Return each of the entries below exactly as it stands, leaving the pictures out.

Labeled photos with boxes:
.....

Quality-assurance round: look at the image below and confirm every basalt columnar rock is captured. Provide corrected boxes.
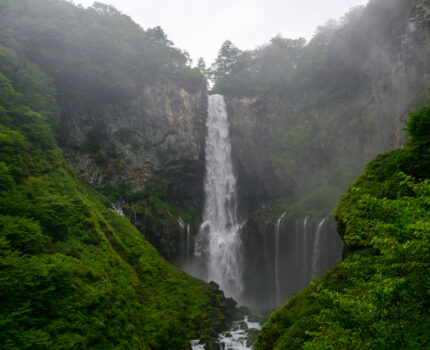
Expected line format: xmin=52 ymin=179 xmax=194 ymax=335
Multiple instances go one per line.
xmin=60 ymin=82 xmax=207 ymax=206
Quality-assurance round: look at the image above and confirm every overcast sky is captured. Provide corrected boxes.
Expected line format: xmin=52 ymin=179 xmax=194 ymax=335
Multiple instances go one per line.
xmin=74 ymin=0 xmax=368 ymax=64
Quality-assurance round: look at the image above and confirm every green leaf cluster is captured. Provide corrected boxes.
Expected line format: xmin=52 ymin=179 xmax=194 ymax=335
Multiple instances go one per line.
xmin=0 ymin=41 xmax=234 ymax=349
xmin=255 ymin=106 xmax=430 ymax=349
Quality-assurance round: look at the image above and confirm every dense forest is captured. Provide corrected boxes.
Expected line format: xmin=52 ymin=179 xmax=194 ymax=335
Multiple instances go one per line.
xmin=0 ymin=0 xmax=430 ymax=350
xmin=255 ymin=107 xmax=430 ymax=349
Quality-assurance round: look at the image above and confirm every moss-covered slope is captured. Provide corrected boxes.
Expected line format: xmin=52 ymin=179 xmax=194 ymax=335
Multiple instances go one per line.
xmin=255 ymin=107 xmax=430 ymax=350
xmin=0 ymin=46 xmax=235 ymax=350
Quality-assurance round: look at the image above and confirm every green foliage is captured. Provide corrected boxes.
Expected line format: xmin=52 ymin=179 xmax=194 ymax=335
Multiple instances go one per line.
xmin=255 ymin=108 xmax=430 ymax=350
xmin=0 ymin=0 xmax=202 ymax=102
xmin=0 ymin=42 xmax=234 ymax=350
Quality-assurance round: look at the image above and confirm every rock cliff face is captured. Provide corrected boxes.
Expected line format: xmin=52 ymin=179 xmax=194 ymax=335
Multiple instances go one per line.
xmin=226 ymin=0 xmax=430 ymax=209
xmin=60 ymin=82 xmax=207 ymax=264
xmin=226 ymin=1 xmax=430 ymax=307
xmin=60 ymin=83 xmax=207 ymax=203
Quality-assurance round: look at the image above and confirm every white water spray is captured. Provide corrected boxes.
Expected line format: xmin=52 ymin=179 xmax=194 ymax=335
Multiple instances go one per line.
xmin=275 ymin=212 xmax=287 ymax=306
xmin=196 ymin=95 xmax=242 ymax=298
xmin=311 ymin=219 xmax=325 ymax=279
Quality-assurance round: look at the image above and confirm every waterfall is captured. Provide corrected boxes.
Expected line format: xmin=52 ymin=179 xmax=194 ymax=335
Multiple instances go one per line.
xmin=311 ymin=219 xmax=325 ymax=279
xmin=195 ymin=95 xmax=242 ymax=298
xmin=302 ymin=217 xmax=309 ymax=281
xmin=275 ymin=212 xmax=286 ymax=306
xmin=185 ymin=224 xmax=190 ymax=259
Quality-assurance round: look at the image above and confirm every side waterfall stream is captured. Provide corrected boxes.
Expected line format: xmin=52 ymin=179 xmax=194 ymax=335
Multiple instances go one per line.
xmin=191 ymin=95 xmax=341 ymax=350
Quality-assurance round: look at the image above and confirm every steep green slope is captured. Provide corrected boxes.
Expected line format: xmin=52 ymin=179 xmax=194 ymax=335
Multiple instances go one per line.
xmin=255 ymin=107 xmax=430 ymax=350
xmin=213 ymin=0 xmax=430 ymax=215
xmin=0 ymin=46 xmax=235 ymax=349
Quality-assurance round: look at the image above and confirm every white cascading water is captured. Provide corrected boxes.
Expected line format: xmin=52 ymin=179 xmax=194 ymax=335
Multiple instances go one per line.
xmin=275 ymin=212 xmax=287 ymax=306
xmin=196 ymin=95 xmax=242 ymax=298
xmin=311 ymin=219 xmax=325 ymax=279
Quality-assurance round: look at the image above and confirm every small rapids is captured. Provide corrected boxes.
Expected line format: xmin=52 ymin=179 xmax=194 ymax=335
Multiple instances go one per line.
xmin=191 ymin=316 xmax=261 ymax=350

.....

### RESPONSE FOR THIS EXERCISE
Quality-assurance round: look at the image below and confirm every basalt columnar rock is captured. Provide corrected boxes.
Expected line format: xmin=52 ymin=179 xmax=194 ymax=335
Multiple instances go one per line.
xmin=60 ymin=82 xmax=207 ymax=206
Quality-assurance round: look at the image above and confirm every overcast sky is captured. Provide corrected boxes.
Expected line format: xmin=52 ymin=179 xmax=194 ymax=335
Multiple instances go one per line.
xmin=74 ymin=0 xmax=368 ymax=64
Quality-assurance round: look at the image above and confirm every green leaf cluster is captured. Provide corrected boxes.
Expected line format: xmin=52 ymin=179 xmax=194 ymax=335
Multiple instances go one per line.
xmin=0 ymin=41 xmax=234 ymax=349
xmin=255 ymin=106 xmax=430 ymax=349
Quality-assurance round: look at the image above and confirm every dense forest is captured. Provide corrected boxes.
Expected line format: xmin=52 ymin=179 xmax=194 ymax=335
Multiple instances go one per line.
xmin=0 ymin=0 xmax=430 ymax=350
xmin=255 ymin=107 xmax=430 ymax=349
Quality-assurance round: look at the image above and confirm every moss-covered slope is captured. Provide corrected boxes.
Expected line format: xmin=52 ymin=179 xmax=194 ymax=335
Multiple instances go one per line.
xmin=255 ymin=107 xmax=430 ymax=350
xmin=0 ymin=46 xmax=235 ymax=350
Quality-assurance round: look at the image above and confirm every green foliage is captured. Provide corrected boxes.
Expected line format: xmin=52 ymin=179 xmax=194 ymax=335
Multiple instances go one per line.
xmin=255 ymin=108 xmax=430 ymax=350
xmin=0 ymin=0 xmax=202 ymax=102
xmin=0 ymin=42 xmax=234 ymax=350
Quality-assurance round: look at the image above and confirm every rock cliff face is captured. Provide corrected boxes.
Expected line format: xmin=52 ymin=179 xmax=194 ymax=335
Multiple instances go one per line.
xmin=226 ymin=0 xmax=430 ymax=209
xmin=60 ymin=82 xmax=207 ymax=264
xmin=226 ymin=1 xmax=430 ymax=307
xmin=60 ymin=83 xmax=207 ymax=203
Quality-assurance round: look at the image above and confirm every white water spray is captured. Provide corrected boxes.
Expected line format: xmin=52 ymin=179 xmax=194 ymax=335
Multiple instances go one per line.
xmin=275 ymin=212 xmax=287 ymax=306
xmin=196 ymin=95 xmax=242 ymax=298
xmin=311 ymin=219 xmax=325 ymax=279
Quality-assurance round: look at the image above and confirm every waterfall is captured. Provide corrected boxes.
Expected line format: xmin=52 ymin=179 xmax=194 ymax=335
Multiple instances go one per line.
xmin=311 ymin=219 xmax=325 ymax=279
xmin=195 ymin=95 xmax=242 ymax=298
xmin=302 ymin=217 xmax=309 ymax=281
xmin=275 ymin=212 xmax=286 ymax=306
xmin=185 ymin=224 xmax=190 ymax=259
Quality-assurance round: look at the image above and confirm every side waterfall stream is captured. Provide corrected boxes.
Expected line format: xmin=52 ymin=179 xmax=194 ymax=335
Multiple instances go one per line.
xmin=191 ymin=95 xmax=341 ymax=350
Quality-assurance round: look at the image above and confirm every steep green slope is captured. Provide corrected boxes.
Expected line format: xmin=52 ymin=179 xmax=194 ymax=335
Multiple instances go one per line.
xmin=255 ymin=107 xmax=430 ymax=350
xmin=213 ymin=0 xmax=430 ymax=215
xmin=0 ymin=46 xmax=235 ymax=349
Quality-assurance round: look at the image above and confirm every white cascading water is captured. Provide corrected boxes.
Expected line format: xmin=52 ymin=179 xmax=194 ymax=335
Multiple instances go one per line.
xmin=275 ymin=212 xmax=287 ymax=306
xmin=196 ymin=95 xmax=242 ymax=298
xmin=311 ymin=219 xmax=325 ymax=279
Quality-assurance round: look at the image above and confirm every small rapids is captured. Provide corrected boxes.
Expected line format: xmin=52 ymin=179 xmax=194 ymax=335
Multiple instances go one per line.
xmin=191 ymin=316 xmax=261 ymax=350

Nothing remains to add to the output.